+++ Passage to read +++

One important yet understudied physical characteristic that may be used to form intuitive assessments of the partner's trustworthiness is the eye. In humans, the eye has a morphology that is unique among primates [22,23]. The eyes are crucially important during social communication and provide information to regulate interaction, express intimacy, exercise social control, and facilitate service and task goals [24]. Not surprisingly, the making of eye-contact provides a powerful mode of establishing each other's emotions and intentions [25], which can influence trust-based decisions [26].

During eye-contact, pupil sizes tend to synchronize across partners so that dilating pupils induce pupil dilation in the partner, and constricting pupils increase pupil constriction in the partner [27]. This pupil mimicry is already present during the first months of life [28] and is an evolutionarily old phenomenon shared with other species [29]. Recently, pupil mimicry in humans has been shown to relate to intuitive assessments of a partner's trustworthiness [26], as Dutch participants played trust-games with partners of whom just the eye region was visible and in which the pupils were manipulated to change in size. Results showed that participants' own pupils dilated synchronously with their partner's pupils. Importantly, this correlated with the extent to which participants trusted their partner, especially when partners also were from Caucasian descent (henceforth ingroup). With partners from Japanese descent (henceforth outgroup), there was no linkage whatsoever between pupil mimicry and trust.

Although pupil mimicry reflects an autonomic response that emerges outside conscious awareness and deliberate control, the mechanisms that link pupil mimicry to trust remain poorly understood [26]. One possibility is that the linkage is conditioned by oxytocin, an evolutionary ancient neuropeptide that acts as hormone and neurotransmitter. This possibility follows from two lines of evidence. First, the making of eye contact fosters the release of oxytocin in humans as well as in other species including dogs [30]. Furthermore, in closely bonded partners such as parents and their offspring, oxytocin levels tend to synchronize. This holds for humans [31], as well as for family groups of cooperatively breeding marmoset monkeys [32]. Second, oxytocin is intimately involved in the regulation of social bonding, affiliation and prosocial behaviour, again across a wide range of mammalian species. For example, oxytocin boosts pair-bond formation and paternal behaviour in prairi voles [33,34], ‘tend-and-defend’ patterns of affiliation in chimpanzees [35,36], and social approach and affiliation with conspecifics in dogs [37]. In humans, oxytocin increases sensitivity to one's partner's emotion expressions [38–40].

+++

> [Study questions]
a - According to the passage on pupil mimicry, what descent were the outgroup partners in the trust games?
b - Reproduce verbatim the part of the passage on pupil mimicry that opens with the words containing "One important yet" and closes with "trust-based decisions [26].".

+++ Data +++

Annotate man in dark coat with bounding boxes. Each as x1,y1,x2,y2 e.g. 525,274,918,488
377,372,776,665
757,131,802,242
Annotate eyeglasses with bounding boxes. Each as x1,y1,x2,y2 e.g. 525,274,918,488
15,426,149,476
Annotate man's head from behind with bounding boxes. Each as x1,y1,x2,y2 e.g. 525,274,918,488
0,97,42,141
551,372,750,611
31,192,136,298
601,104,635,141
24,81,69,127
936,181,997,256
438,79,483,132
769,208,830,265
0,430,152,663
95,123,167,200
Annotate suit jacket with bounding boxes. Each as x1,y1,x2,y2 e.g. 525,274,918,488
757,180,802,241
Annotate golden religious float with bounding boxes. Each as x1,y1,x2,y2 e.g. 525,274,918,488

+++

> [Responses by item number]
a - Japanese descent.

b -
One important yet understudied physical characteristic that may be used to form intuitive assessments of the partner's trustworthiness is the eye. In humans, the eye has a morphology that is unique among primates [22,23]. The eyes are crucially important during social communication and provide information to regulate interaction, express intimacy, exercise social control, and facilitate service and task goals [24]. Not surprisingly, the making of eye-contact provides a powerful mode of establishing each other's emotions and intentions [25], which can influence trust-based decisions [26].